# Source records
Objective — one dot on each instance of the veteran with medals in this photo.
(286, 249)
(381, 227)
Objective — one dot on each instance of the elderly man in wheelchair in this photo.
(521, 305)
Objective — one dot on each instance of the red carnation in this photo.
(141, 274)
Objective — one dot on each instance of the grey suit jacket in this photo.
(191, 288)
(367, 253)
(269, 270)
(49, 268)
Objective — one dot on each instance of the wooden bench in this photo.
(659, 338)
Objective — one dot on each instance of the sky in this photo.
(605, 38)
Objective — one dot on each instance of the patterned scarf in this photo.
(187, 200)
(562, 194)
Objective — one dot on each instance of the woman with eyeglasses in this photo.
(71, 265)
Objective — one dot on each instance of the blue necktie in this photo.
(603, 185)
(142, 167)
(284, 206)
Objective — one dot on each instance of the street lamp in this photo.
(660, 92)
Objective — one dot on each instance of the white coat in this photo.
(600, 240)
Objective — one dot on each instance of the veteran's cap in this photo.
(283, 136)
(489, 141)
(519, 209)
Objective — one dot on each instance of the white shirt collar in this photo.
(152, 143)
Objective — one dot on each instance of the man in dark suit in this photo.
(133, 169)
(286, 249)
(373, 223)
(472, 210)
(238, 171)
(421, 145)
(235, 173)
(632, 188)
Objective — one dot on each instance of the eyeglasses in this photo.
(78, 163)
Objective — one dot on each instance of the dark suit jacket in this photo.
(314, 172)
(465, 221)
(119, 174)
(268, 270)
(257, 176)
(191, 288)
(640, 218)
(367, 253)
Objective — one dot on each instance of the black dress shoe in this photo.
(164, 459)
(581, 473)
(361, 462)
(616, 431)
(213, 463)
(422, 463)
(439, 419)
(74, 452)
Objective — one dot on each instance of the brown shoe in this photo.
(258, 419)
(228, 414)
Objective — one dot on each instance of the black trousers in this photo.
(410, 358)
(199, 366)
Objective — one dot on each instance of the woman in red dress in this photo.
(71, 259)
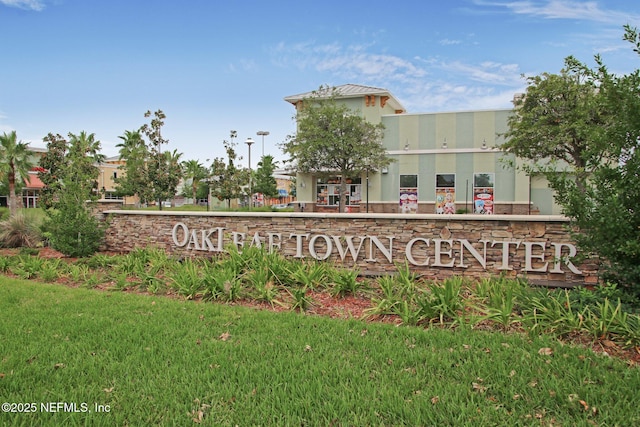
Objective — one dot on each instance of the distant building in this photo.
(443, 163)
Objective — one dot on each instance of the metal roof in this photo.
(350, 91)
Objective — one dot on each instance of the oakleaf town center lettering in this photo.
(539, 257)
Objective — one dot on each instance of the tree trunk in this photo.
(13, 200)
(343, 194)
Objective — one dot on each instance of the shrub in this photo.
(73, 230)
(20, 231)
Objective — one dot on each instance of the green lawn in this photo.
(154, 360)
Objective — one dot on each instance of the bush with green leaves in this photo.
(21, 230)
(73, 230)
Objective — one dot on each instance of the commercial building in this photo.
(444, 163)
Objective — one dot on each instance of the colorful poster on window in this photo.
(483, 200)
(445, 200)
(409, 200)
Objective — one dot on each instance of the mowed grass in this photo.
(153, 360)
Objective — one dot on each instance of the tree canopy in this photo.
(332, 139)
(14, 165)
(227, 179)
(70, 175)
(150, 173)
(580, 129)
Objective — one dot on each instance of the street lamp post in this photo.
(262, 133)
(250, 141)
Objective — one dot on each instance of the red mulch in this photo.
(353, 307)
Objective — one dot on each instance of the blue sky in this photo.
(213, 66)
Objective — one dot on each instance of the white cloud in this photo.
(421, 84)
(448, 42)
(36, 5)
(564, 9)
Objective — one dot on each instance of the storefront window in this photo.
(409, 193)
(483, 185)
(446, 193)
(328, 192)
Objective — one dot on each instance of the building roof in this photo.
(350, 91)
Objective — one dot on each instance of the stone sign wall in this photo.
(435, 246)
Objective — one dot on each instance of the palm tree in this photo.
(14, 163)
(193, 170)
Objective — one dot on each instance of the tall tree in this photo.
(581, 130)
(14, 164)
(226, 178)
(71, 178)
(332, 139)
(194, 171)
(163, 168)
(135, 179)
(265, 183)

# ASSIGNMENT
Your copy should match the data above exactly, apart from the pictures.

# RESULT FOR THIS EXERCISE
Objective — one dot on each instance of the veteran with medals in this photo.
(286, 249)
(381, 227)
Objective — one dot on each instance of the elderly man in wheelchair in this photo.
(521, 305)
Objective — one dot on each instance of the red carnation in this photo.
(141, 274)
Objective — one dot on each instance of the grey suit jacket in this photo.
(191, 288)
(367, 253)
(269, 270)
(49, 268)
Objective — one dot on each instance of the wooden bench in this photo.
(659, 338)
Objective — one dot on each instance of the sky in this photo.
(605, 38)
Objective — one dot on each instance of the patterned scarf in this photo.
(187, 200)
(562, 194)
Objective — one dot on each instance of the woman with eyeglasses in this photo.
(71, 265)
Objective — one dot on each instance of the blue necktie in this photo.
(603, 185)
(142, 167)
(284, 206)
Objective — one dot on each instance of the street lamp in this photo.
(660, 92)
Objective — one dot on each instance of the white coat in this photo.
(600, 240)
Objective — one dot on each instance of the veteran's cap in this photo.
(283, 136)
(489, 141)
(519, 209)
Objective — one dot on each instance of the white shirt collar in this photo.
(152, 143)
Objective — one dot on each instance of the man in dark suit in this photo.
(133, 169)
(286, 249)
(373, 223)
(472, 210)
(238, 171)
(421, 145)
(235, 173)
(632, 188)
Objective — one dot on each instance of the eyeglasses in this photo.
(78, 163)
Objective — one dot on each instance of the dark suit jacket in this photo.
(314, 172)
(465, 221)
(119, 174)
(268, 270)
(257, 176)
(191, 288)
(640, 218)
(367, 253)
Objective — one dot on each instance of the black dress shoe in this photo.
(164, 459)
(581, 473)
(361, 462)
(616, 431)
(213, 463)
(422, 463)
(439, 419)
(74, 452)
Objective — one dot on each instance of the brown shoe in this photo.
(258, 419)
(228, 414)
Objective — one dot on each instance of the black trousers in this photo.
(410, 358)
(199, 366)
Objective — one dot on each instance of the woman in red dress in this photo.
(71, 259)
Objective — one dot on each instance of the distant building in this photo.
(443, 163)
Objective — one dot on each instance of the metal roof in this photo.
(350, 91)
Objective — one dot on each instance of the oakleaf town center lettering in this photo.
(539, 257)
Objective — one dot on each instance of the tree trunk in this photo.
(13, 200)
(343, 194)
Objective — one dot on each instance of the shrub in this photo.
(73, 230)
(20, 231)
Objective — one dot on each instance of the green lawn in this photo.
(154, 360)
Objective — one dot on each instance of the bush with green leaves in this photo.
(21, 230)
(73, 230)
Objective — one dot on each instance of the commercial building in this photo.
(444, 163)
Objective — one dot on each instance of the colorful poster on window in this photo.
(483, 200)
(445, 200)
(409, 200)
Objective — one dot on each instance of the mowed grass in this photo.
(153, 360)
Objective — one dot on each instance of the tree canopy in this photo.
(332, 139)
(14, 165)
(227, 179)
(70, 175)
(150, 173)
(580, 129)
Objective — one dot on each instance of the street lamp post in this photo.
(262, 133)
(250, 141)
Objective — one dot on each instance of the red mulch in this photo.
(353, 307)
Objective — one dot on each instance of the blue sky in this photo.
(213, 66)
Objective — one dot on each instance of the white cloud in this photo.
(421, 84)
(448, 42)
(36, 5)
(564, 9)
Objective — one dot on each instance of the storefront window in this photo.
(409, 193)
(483, 185)
(446, 193)
(328, 192)
Objective — one dot on each instance of the building roof in this photo.
(350, 91)
Objective — one dot on each instance of the stone sign wall in this photo.
(435, 246)
Objective — one dot on each instance of the palm tree in this photo.
(14, 163)
(193, 170)
Objective — one dot on each instance of the tall tree in this photo.
(581, 130)
(14, 164)
(226, 178)
(71, 178)
(332, 139)
(194, 171)
(163, 168)
(135, 179)
(265, 183)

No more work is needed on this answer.